● EXCERPTED PASSAGE:
^^^^
A new pharma giant —Takeda plans to acquire Shire for $62B by Jan. 8

Takeda Pharmaceutical Co. plans to acquire its much larger rival Shire for $62 billion in cash and stock by Jan. 8 — a deal that would catapult the Japanese company into a new league of drug industry giants, according to a Reuters report. 

If the $62 billion transaction wins approval, it will give Takeda a wider reach into the global drug market and strengthen its global pipeline for rare disease drugs. The combined company would have $31 billion in revenue, which places it among the top 10 within the global pharmaceutical industry, behind industry leaders including Johnson & Johnson and Pfizer.

"The two combined create a rich pipeline in all stages — early and late stage, which is very important," Takeda CEO Christophe Weber said on a call after the deal was announced, according to Bloomberg. "We are in a good momentum and in a strong position."

While the deal would add profitable drugs, such as Shire's Adderall for attention deficit hyperactivity disorder and rare disease therapies, to Takeda's pipeline, it would also make Takeda one of the most indebted drugmakers.
^^^^
Point localization data

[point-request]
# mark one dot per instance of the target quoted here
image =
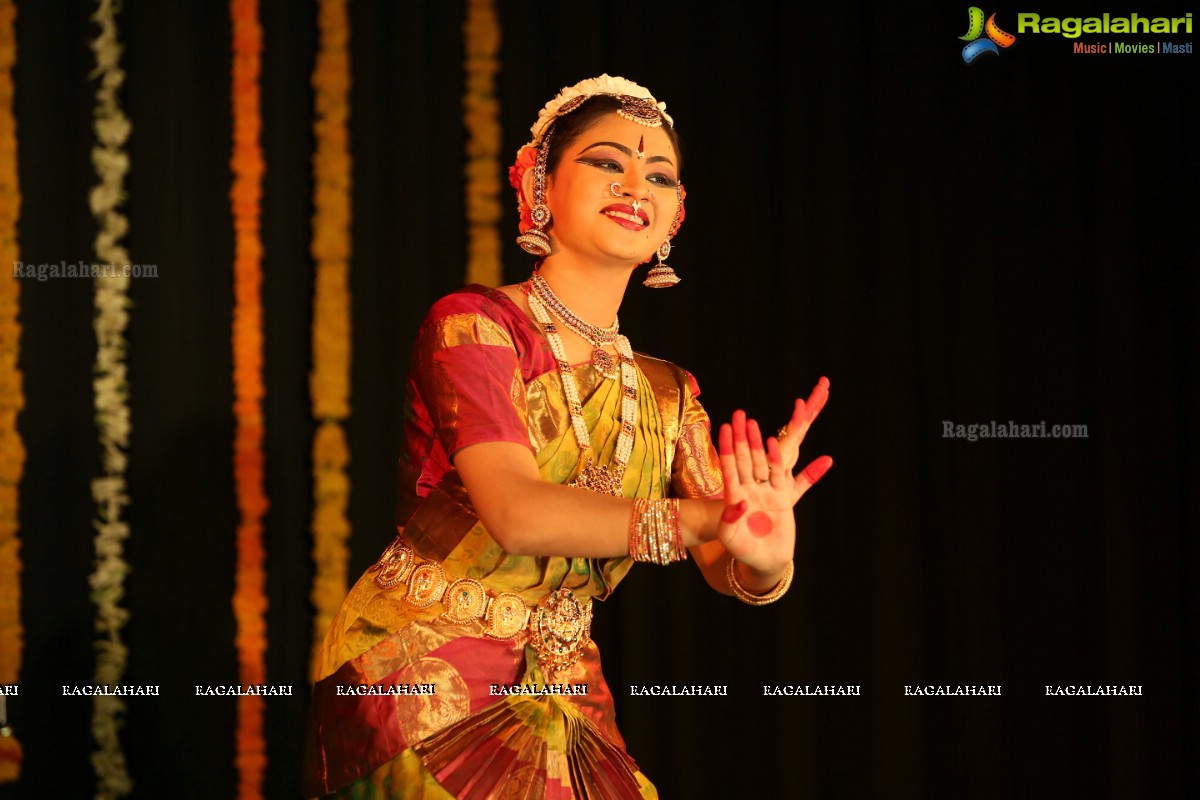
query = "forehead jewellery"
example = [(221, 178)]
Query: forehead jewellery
[(636, 106), (594, 477)]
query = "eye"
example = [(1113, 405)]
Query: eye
[(606, 164)]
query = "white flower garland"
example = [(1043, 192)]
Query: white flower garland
[(112, 302), (605, 84)]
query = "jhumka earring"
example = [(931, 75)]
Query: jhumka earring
[(663, 276), (535, 240)]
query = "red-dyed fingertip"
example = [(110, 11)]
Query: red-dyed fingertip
[(819, 468), (733, 512)]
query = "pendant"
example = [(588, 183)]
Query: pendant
[(600, 480), (603, 361)]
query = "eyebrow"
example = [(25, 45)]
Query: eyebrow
[(625, 150)]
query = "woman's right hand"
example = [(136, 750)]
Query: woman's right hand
[(757, 527)]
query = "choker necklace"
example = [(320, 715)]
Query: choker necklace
[(595, 477), (598, 337)]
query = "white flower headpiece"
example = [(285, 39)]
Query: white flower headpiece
[(637, 103)]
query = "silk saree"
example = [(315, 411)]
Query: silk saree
[(481, 371)]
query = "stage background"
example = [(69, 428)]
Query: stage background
[(1013, 239)]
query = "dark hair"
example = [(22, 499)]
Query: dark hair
[(571, 126)]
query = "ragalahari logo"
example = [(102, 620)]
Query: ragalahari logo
[(976, 28)]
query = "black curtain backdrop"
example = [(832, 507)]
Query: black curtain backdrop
[(1011, 240)]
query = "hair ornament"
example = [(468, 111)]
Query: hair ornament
[(637, 104)]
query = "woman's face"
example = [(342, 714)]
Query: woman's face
[(588, 218)]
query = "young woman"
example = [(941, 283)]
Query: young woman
[(545, 457)]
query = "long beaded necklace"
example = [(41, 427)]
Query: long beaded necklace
[(595, 477), (598, 337)]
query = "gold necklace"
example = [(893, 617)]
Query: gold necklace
[(595, 477)]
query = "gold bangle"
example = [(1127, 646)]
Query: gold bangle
[(778, 591), (654, 533)]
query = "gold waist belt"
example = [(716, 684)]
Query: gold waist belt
[(559, 624)]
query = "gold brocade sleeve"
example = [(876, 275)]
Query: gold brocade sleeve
[(468, 377)]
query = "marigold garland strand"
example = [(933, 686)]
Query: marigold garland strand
[(330, 379), (481, 112), (112, 403), (250, 583), (12, 397)]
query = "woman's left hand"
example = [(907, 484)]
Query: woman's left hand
[(759, 525)]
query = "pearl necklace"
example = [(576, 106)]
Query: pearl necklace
[(595, 477), (598, 337)]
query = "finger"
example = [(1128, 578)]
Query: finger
[(803, 415), (811, 474), (742, 449), (779, 474), (817, 398), (729, 463), (757, 455)]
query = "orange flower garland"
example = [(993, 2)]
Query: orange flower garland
[(112, 403), (245, 196), (481, 113), (12, 397), (329, 383)]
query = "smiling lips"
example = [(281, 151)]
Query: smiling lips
[(627, 216)]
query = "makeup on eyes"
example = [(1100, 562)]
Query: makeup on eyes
[(615, 163)]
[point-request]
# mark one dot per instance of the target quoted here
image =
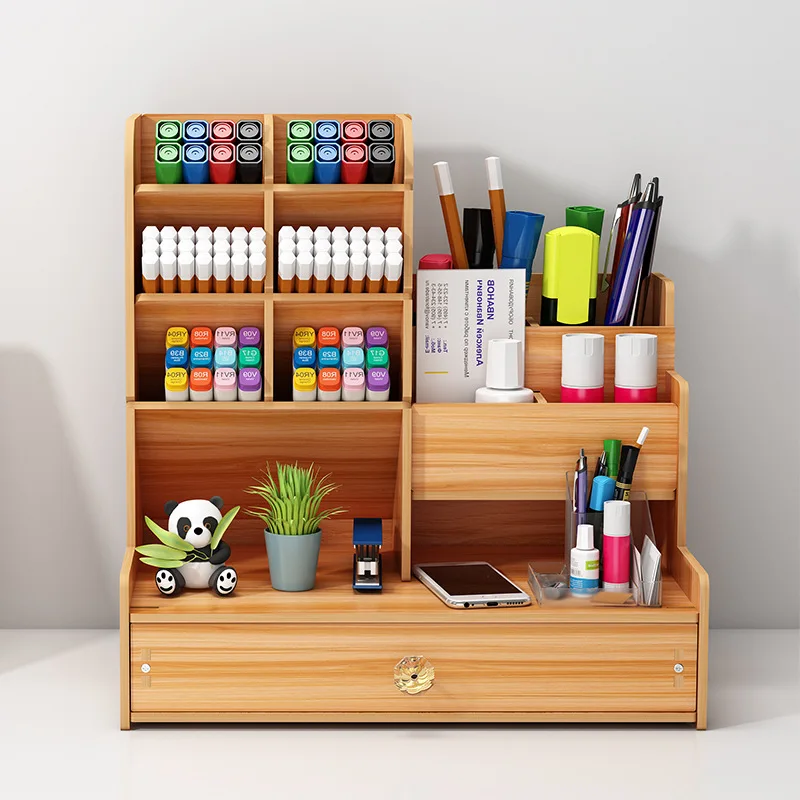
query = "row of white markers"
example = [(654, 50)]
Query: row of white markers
[(339, 260), (202, 260)]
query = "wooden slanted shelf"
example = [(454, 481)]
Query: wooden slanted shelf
[(479, 482)]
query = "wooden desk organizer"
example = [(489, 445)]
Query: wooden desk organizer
[(478, 482)]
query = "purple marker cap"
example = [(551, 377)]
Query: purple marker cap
[(378, 379), (249, 337), (377, 337)]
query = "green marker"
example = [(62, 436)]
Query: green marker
[(168, 130), (300, 162), (587, 217), (169, 168)]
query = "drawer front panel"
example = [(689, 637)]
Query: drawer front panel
[(500, 668)]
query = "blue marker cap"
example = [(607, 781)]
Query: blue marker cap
[(304, 357), (176, 357), (327, 163), (329, 357), (352, 357), (195, 163), (224, 357), (602, 490), (200, 357)]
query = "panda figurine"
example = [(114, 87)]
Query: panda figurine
[(195, 521)]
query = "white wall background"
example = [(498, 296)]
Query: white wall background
[(574, 96)]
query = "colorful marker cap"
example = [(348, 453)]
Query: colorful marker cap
[(177, 336)]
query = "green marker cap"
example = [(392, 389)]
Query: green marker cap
[(169, 168), (613, 448), (587, 217)]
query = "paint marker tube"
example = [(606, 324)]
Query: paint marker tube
[(222, 162), (249, 385), (225, 385), (287, 269), (176, 385), (256, 272), (201, 385), (151, 266), (393, 273), (329, 385), (380, 164), (582, 367), (378, 385), (300, 163), (169, 167), (340, 267), (249, 130), (305, 271), (239, 272), (195, 163), (169, 273), (352, 337), (304, 385), (357, 273), (222, 272), (186, 272), (636, 372), (354, 385), (376, 265), (355, 162), (225, 336)]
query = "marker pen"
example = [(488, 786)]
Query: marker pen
[(329, 385), (340, 267), (287, 269), (225, 336), (176, 385), (222, 272), (305, 271), (300, 162), (249, 385), (355, 162), (353, 358), (582, 368), (393, 273), (151, 267), (222, 162), (636, 372), (225, 357), (239, 272), (249, 130), (304, 385), (225, 385), (354, 385), (176, 357), (357, 273), (352, 337), (376, 265), (380, 163), (378, 385), (201, 385), (195, 163), (169, 273)]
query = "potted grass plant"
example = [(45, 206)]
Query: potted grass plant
[(292, 514)]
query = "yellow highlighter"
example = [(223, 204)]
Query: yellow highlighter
[(569, 280)]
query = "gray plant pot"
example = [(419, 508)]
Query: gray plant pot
[(293, 561)]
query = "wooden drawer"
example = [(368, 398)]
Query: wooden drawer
[(479, 668)]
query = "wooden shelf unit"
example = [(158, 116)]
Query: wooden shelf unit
[(479, 482)]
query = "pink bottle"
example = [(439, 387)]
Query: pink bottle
[(582, 368), (616, 545), (636, 371)]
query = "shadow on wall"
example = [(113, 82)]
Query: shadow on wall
[(51, 570)]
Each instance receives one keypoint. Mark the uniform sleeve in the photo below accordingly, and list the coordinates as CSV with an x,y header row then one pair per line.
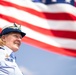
x,y
5,69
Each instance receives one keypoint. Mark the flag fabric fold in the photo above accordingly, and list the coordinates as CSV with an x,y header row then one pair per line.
x,y
49,24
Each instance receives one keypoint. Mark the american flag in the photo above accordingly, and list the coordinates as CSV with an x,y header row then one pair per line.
x,y
49,24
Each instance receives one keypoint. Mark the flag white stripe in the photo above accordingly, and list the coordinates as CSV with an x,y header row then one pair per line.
x,y
42,7
37,21
54,41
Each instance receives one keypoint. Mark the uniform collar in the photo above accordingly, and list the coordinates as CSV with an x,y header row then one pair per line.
x,y
9,51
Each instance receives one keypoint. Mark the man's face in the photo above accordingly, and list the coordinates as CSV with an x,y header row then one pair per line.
x,y
12,40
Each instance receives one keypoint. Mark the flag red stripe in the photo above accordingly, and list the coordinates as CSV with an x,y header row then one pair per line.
x,y
50,48
55,33
53,16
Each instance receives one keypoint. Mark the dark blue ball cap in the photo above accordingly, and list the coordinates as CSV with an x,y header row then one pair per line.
x,y
14,28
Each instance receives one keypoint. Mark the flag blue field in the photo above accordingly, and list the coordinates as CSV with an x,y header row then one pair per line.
x,y
49,47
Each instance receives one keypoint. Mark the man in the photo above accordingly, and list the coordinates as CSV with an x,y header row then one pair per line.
x,y
10,41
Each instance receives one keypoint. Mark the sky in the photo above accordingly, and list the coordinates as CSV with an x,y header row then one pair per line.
x,y
35,61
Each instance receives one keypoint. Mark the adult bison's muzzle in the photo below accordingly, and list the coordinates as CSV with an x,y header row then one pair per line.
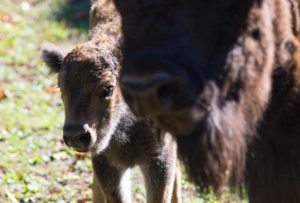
x,y
155,84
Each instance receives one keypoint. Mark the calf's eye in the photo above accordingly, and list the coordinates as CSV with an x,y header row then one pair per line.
x,y
106,92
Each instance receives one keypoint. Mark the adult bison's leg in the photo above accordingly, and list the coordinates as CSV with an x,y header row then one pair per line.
x,y
98,193
273,174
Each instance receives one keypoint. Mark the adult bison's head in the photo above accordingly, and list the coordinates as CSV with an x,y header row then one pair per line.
x,y
185,59
202,69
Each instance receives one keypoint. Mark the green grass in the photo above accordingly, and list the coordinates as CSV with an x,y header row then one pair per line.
x,y
35,165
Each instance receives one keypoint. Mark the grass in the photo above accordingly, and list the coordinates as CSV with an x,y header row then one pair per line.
x,y
35,165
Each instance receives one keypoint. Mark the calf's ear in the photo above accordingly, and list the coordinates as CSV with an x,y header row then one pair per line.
x,y
53,57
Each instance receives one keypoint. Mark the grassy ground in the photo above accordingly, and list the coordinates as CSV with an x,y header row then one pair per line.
x,y
35,166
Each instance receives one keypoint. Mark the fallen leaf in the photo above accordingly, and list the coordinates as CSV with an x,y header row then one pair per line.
x,y
53,90
5,94
2,95
82,201
81,155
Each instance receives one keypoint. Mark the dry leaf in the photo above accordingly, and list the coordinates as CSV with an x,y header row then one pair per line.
x,y
82,200
81,155
53,90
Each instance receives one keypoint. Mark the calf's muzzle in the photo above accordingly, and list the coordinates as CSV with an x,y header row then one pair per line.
x,y
80,137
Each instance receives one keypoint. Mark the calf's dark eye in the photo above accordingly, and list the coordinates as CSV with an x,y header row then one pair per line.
x,y
106,92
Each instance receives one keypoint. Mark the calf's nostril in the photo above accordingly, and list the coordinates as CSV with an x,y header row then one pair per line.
x,y
129,98
85,138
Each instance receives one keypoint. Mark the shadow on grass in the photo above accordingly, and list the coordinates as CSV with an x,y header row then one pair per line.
x,y
75,13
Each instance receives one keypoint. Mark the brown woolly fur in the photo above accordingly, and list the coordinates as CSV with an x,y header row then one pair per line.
x,y
98,120
224,77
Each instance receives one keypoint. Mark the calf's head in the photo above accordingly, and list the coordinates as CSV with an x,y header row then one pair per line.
x,y
87,78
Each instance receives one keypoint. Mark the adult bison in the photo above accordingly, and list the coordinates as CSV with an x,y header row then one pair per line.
x,y
225,77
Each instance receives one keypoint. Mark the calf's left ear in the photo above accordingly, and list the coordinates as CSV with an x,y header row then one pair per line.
x,y
53,57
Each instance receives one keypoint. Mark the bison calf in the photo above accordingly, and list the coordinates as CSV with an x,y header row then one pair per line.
x,y
98,120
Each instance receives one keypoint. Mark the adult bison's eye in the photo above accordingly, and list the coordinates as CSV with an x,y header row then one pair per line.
x,y
106,92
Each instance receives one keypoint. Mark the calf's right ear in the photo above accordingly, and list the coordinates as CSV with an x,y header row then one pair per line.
x,y
53,57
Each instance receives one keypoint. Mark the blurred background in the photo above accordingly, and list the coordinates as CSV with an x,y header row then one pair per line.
x,y
35,165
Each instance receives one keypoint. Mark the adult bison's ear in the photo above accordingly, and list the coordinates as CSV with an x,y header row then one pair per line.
x,y
53,57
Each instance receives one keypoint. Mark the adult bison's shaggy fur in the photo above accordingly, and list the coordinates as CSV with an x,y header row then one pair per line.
x,y
98,120
225,77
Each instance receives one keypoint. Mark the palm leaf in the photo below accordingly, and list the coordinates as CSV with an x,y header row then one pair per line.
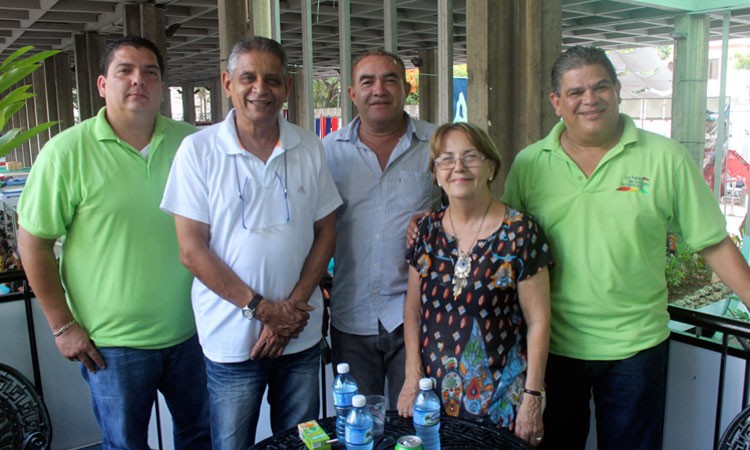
x,y
19,139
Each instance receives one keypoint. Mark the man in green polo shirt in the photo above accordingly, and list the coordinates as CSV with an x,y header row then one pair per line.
x,y
120,301
606,193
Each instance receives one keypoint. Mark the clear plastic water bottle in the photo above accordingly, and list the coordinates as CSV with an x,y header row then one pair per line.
x,y
344,388
358,432
427,415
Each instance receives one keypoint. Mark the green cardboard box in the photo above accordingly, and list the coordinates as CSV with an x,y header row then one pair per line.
x,y
313,435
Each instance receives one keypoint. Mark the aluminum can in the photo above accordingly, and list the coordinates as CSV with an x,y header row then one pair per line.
x,y
409,443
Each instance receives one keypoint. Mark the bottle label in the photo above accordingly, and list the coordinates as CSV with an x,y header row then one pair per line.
x,y
343,398
426,418
358,436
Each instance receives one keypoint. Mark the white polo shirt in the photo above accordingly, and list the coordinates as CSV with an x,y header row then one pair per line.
x,y
214,181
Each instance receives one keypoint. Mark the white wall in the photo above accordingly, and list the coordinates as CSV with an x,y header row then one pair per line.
x,y
692,390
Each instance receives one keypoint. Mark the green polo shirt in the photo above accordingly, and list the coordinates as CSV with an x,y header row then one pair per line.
x,y
608,235
120,261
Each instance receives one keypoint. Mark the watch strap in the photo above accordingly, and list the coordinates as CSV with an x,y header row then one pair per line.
x,y
254,302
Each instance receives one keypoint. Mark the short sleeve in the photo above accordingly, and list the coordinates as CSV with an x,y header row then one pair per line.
x,y
48,202
415,252
329,199
186,193
532,248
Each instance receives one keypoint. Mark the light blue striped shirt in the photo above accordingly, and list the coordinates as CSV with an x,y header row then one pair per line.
x,y
371,271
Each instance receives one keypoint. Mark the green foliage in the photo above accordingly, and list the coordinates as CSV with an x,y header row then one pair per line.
x,y
12,97
742,61
327,92
664,52
685,267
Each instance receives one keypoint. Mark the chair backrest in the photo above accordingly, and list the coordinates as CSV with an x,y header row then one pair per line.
x,y
24,421
737,434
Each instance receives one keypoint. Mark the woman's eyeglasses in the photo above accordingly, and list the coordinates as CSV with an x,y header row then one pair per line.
x,y
469,160
269,208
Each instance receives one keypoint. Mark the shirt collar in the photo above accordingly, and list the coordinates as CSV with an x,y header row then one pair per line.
x,y
414,128
230,142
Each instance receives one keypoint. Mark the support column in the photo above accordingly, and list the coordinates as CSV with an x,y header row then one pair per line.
x,y
232,27
345,61
188,103
83,82
297,112
445,61
50,76
39,113
63,92
94,50
148,21
511,47
27,121
690,82
428,86
306,116
390,26
217,94
264,19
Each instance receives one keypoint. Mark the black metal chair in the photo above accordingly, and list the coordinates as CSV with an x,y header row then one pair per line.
x,y
24,420
737,434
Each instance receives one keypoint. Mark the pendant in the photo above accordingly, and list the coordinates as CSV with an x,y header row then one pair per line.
x,y
460,274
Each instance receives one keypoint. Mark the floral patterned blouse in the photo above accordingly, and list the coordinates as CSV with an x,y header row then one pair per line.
x,y
474,345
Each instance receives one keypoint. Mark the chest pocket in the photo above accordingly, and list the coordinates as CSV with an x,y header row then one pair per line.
x,y
414,190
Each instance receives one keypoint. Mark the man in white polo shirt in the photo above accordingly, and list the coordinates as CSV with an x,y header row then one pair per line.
x,y
254,210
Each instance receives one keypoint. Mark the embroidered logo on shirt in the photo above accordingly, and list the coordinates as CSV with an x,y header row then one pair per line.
x,y
633,183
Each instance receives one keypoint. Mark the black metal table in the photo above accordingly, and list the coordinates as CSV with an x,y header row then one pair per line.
x,y
455,434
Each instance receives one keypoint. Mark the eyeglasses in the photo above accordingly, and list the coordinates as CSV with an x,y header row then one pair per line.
x,y
469,160
269,208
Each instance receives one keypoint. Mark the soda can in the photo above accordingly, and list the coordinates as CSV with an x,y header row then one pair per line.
x,y
409,443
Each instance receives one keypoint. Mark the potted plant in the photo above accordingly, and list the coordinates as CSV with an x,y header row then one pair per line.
x,y
12,97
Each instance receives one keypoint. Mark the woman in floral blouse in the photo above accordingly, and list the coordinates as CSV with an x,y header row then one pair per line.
x,y
477,311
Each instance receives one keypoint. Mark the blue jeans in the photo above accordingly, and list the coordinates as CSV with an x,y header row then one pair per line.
x,y
236,391
629,397
372,359
124,392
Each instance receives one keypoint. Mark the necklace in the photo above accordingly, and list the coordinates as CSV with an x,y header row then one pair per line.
x,y
462,266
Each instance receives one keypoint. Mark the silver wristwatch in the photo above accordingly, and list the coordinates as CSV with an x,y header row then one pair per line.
x,y
248,311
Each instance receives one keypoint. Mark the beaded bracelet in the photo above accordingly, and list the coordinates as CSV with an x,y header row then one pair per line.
x,y
64,328
542,393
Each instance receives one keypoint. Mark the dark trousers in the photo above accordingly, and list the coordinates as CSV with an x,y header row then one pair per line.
x,y
372,359
629,397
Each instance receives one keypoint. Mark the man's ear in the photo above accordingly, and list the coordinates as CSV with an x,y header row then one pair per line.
x,y
555,100
226,80
101,85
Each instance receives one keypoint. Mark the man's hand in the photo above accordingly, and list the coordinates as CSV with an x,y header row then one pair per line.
x,y
269,345
285,318
409,392
529,425
75,345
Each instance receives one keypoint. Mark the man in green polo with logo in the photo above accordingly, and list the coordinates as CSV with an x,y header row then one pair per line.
x,y
606,193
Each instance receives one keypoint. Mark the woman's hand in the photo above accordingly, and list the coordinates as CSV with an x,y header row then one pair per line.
x,y
406,398
529,425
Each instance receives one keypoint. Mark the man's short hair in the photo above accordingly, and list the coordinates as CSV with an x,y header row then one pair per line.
x,y
130,41
579,56
477,136
381,52
257,44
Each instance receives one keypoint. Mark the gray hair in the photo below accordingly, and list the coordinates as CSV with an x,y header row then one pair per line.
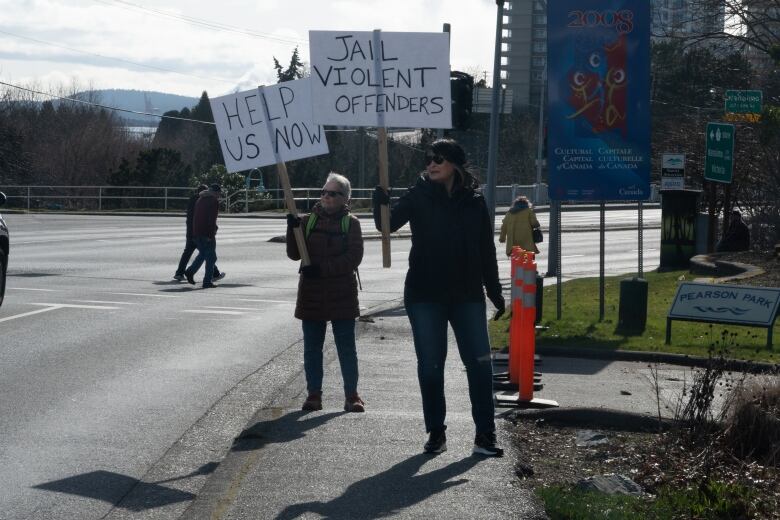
x,y
342,181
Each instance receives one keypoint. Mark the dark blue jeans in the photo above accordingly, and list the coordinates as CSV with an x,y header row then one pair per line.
x,y
429,328
207,252
313,341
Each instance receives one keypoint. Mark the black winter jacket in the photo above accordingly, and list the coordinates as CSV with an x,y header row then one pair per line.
x,y
453,250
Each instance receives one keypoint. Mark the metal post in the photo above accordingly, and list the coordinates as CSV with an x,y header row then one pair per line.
x,y
558,258
490,189
641,240
601,261
440,131
540,141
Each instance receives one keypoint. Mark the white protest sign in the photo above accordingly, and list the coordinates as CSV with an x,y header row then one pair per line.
x,y
382,79
248,140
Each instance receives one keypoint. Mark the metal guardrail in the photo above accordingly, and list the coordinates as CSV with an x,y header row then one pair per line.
^^^^
● WORK INSTRUCTIONS:
1 > Answer these questions from the article on Takeda's planned acquisition of Shire:
(a) What is the stated value of the deal, and in what form would it be paid?
(b) What revenue would the combined company have?
(c) Who is Takeda's CEO?
2 > Pick up the article on Takeda's planned acquisition of Shire after its final sentence and continue writing it.

● TASK ANSWERS:
1 >
(a) $62 billion, in cash and stock.
(b) $31 billion.
(c) Christophe Weber.

2 >
To quickly pay off its debts, the drugmaker would reduce its workforce by 6 or 7 percent and cut back on duplicated drug research after the takeover, according to Reuters.

The deal, which was Takeda's fifth proposal to Shire, is around 46 percent cash and 54 percent stock, which would leave Shire shareholders owning about half of the combined company. To help fund the cash portion of the deal, Takeda secured a $31 billion bank loan with JPMorgan Chase.

Shire previously rejected four offers from Takeda over price concerns and because the Takeda was paying for much of the acquisition in stock.

Takeda is expected to gain European Union antitrust approval for its $62 billion acquisition, according to Reuters.

After the European Commission voiced concerns about the deal, Takeda offered to sell off Shire's compound SHP647, a treatment for inflammatory bowel disease. EU officials thought Shire's compound may overlap with Takeda's best-selling drug Entyvio, a treatment for ulcerative colitis and Crohn's disease.

The EU antitrust division is scheduled to rule on the deal by Nov. 20. The deal has already won approval from U.S. regulators.

The deal also needs to be approved by shareholders. Takeda investors will vote on the transaction Dec. 5.